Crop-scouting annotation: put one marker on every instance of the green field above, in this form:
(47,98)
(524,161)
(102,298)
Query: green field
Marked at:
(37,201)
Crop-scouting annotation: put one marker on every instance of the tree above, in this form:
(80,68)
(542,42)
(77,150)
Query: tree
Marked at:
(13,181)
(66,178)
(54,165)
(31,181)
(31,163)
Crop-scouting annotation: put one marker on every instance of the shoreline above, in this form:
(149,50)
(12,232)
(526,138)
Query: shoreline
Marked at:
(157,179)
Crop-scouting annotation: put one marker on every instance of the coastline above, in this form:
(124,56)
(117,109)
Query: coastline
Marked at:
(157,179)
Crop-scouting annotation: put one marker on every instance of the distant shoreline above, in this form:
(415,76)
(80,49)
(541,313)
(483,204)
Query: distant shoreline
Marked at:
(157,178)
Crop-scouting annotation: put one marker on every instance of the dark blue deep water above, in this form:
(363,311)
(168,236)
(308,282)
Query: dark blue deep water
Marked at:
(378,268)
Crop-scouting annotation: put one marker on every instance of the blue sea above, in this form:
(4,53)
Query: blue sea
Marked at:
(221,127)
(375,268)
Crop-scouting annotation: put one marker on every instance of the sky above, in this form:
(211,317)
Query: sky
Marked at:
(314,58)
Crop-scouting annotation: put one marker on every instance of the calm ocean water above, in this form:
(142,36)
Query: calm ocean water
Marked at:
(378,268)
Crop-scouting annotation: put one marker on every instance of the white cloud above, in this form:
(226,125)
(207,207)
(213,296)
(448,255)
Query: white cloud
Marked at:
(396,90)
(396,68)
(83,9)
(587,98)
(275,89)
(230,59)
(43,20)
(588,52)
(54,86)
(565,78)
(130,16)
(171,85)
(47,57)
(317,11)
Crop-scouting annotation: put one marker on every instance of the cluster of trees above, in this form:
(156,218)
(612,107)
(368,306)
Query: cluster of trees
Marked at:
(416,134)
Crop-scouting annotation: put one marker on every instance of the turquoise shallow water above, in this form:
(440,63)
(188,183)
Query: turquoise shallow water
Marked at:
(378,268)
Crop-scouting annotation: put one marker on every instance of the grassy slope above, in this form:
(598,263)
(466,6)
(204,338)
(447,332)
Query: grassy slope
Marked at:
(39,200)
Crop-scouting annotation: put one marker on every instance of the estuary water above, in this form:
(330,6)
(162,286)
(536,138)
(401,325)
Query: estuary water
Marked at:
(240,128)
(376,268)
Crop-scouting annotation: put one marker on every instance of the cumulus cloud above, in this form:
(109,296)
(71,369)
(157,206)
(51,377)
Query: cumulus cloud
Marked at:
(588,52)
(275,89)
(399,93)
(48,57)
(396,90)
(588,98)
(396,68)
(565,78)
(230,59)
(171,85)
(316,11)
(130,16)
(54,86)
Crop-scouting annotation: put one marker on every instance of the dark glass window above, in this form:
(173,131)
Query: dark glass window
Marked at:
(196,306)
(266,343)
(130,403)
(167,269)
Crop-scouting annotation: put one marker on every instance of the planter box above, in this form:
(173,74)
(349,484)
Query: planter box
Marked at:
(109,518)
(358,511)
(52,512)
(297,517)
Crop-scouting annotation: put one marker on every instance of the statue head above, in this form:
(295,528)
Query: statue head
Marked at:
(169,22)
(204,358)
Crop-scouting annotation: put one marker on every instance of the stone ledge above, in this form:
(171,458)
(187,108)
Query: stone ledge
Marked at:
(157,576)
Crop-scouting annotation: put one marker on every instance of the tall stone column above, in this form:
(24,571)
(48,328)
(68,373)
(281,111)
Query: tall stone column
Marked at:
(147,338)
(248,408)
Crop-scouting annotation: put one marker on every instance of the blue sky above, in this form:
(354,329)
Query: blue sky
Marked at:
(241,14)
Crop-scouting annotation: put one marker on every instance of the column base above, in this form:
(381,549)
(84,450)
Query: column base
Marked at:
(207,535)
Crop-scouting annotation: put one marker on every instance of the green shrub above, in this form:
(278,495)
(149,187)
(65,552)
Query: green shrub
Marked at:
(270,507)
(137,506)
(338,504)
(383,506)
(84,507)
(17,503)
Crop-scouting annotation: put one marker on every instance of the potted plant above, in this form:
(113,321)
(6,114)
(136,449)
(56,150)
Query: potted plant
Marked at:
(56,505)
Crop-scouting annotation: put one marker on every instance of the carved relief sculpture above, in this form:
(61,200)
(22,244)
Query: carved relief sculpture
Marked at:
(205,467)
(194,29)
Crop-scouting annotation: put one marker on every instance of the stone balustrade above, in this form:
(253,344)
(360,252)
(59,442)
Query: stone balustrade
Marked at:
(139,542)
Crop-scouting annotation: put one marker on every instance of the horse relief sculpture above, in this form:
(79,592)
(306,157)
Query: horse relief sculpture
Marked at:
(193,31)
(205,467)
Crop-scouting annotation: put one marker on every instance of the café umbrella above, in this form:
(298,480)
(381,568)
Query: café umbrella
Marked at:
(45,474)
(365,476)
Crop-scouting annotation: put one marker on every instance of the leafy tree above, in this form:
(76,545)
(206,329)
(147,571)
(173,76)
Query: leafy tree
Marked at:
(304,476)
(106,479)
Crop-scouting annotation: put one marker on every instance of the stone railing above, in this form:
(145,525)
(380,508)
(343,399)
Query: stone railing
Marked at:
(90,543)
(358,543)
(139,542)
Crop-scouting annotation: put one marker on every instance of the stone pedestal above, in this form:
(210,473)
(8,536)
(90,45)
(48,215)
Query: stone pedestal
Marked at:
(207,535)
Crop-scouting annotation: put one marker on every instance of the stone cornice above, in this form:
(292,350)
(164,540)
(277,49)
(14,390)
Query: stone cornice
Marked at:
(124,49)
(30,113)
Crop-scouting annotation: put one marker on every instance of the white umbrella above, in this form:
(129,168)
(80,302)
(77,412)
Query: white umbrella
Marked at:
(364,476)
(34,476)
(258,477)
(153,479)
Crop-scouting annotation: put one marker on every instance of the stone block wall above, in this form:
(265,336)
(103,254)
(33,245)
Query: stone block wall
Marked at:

****************

WHAT IS BEING ASKED: All lines above from the line with "of the estuary" through the line with "Query: planter box", both included, are to be set down exactly, with nothing else.

YOUR RESPONSE:
Crop-scouting annotation: put one marker on every instance of the estuary water above, in this form:
(330,6)
(162,286)
(536,138)
(401,325)
Query: estuary water
Marked at:
(240,128)
(376,268)
Crop-scouting annotation: put one marker on every instance of the cumulus cloud above, in this form:
(109,296)
(71,369)
(157,206)
(51,377)
Query: cumulus cloud
Marked at:
(588,52)
(275,89)
(399,93)
(48,57)
(396,90)
(588,98)
(396,68)
(565,78)
(230,59)
(171,85)
(316,11)
(130,16)
(54,86)
Crop-scouting annotation: put one marker on every instance of the dark glass window above, in this form:
(173,131)
Query: dark glass window
Marked at:
(196,306)
(266,343)
(130,403)
(167,269)
Crop-scouting annotation: put one marker on every instance of the planter box above, in this form:
(173,74)
(349,484)
Query: planter box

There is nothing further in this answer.